§ **Task instructions**
1) According to the film review, which earlier film was Christopher Lee and Boris Karloff's first collaboration?
2) List every film title, other than the one being reviewed, that the film review mentions.
3) Say whether each statement agrees with the film review: (a) Professor Marshe uses a wheelchair. (b) This was Tigon British Film Productions' first horror film. (c) The reviewer considers Mark Eden fully equal to the rest of the cast.

§ **Document text**
Sunday, June 12, 2016


Vernon Sewell, 1968
Starring: Christopher Lee, Boris Karloff, Barbara Steele, Mark Eden, Virginia Wetherill

Antiques dealer Robert Manning (Mark Eden) goes in search of his missing brother (Denys Peek) after receiving a strange phone call. He finds his way to a town called Greymarsh, where he is invited to stay at an ancestral lodge owned by Morley (Christopher Lee), which also happens to be home to a raucous party hosted by Morley's young niece Eve (Virginia Wetherell). Despite everyone's assertions that his brother was never there, he uncovers some strange clues and begins to have vivid hallucinations in the middle of the night. He learns that he has been dreaming of legendary figure Lavinia Morley (Barbara Steele), the evil witch of Greymarsh and Eve’s ancestor. A wheelchair bound local occult expert, Professor Marshe (Boris Karloff), gets involved, but Robert is unsure whether Marsh is trying to help or hurt his investigation and it becomes less and less clear who can really trust.

Tigon British Film Productions’ second horror film is also their first foray into satanic horror and, though it has something of a mixed reputation, is well worth tracking down. Based loosely — trust me, very loosely — on one of my favorite Lovecraft stories, “Dreams in the Witch House,” it's a little bit satanic (the general premise revolves around a witch cult), occasionally psychedelic, and has some of the best actors in the genre under one haunted roof: Boris Karloff in one of his final horror roles, and one in which he sadly contracted pneumonia and had to be hospitalized, Christopher Lee (somehow this is only Lee and Karloff’s second collaboration together after 1959’s Corridors of Blood roughly a decade earlier), Barbara Steele, and Michael Gough. It’s a shame that the film’s lead, Mark Eden (Séance on a Wet Afternoon) is not quite up to snuff. There’s nothing specifically wrong with him, but he can’t compete with the roster of greats he’s up against.

The film’s nebulous female lead, Eve, is played coquettishly by Virginia Wetherell (Demons of the Mind), who sports quite a bit of nudity. Unfortunately, Eden is absolutely no match for her and it actually feels like she’s not given enough to do (though Steele and Lee suffer from similar fates). Wetherell’s Eve becomes Manning’s partner in detective work — though her role in the events is left convincingly vague for awhile — and also in the sack, when they begin an affair. She’s involved in some of the obligatory shots of a scandalous ‘60s party, perhaps to further stress that the contemporary setting and mild sexual themes (including fetish wear and a disappointingly tame orgy) set Tigon apart from either Hammer or Amicus.

Point-per-instance localization data
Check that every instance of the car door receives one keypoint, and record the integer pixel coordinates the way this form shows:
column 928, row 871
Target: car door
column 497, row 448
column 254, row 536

§ **Expected responses**
1) Their first collaboration was Corridors of Blood, from 1959.

2) Corridors of Blood, Séance on a Wet Afternoon, Demons of the Mind

3)
(a) Yes: "A wheelchair bound local occult expert, Professor Marshe (Boris Karloff)"
(b) No: "Tigon British Film Productions’ second horror film"
(c) No: "he can’t compete with the roster of greats he’s up against"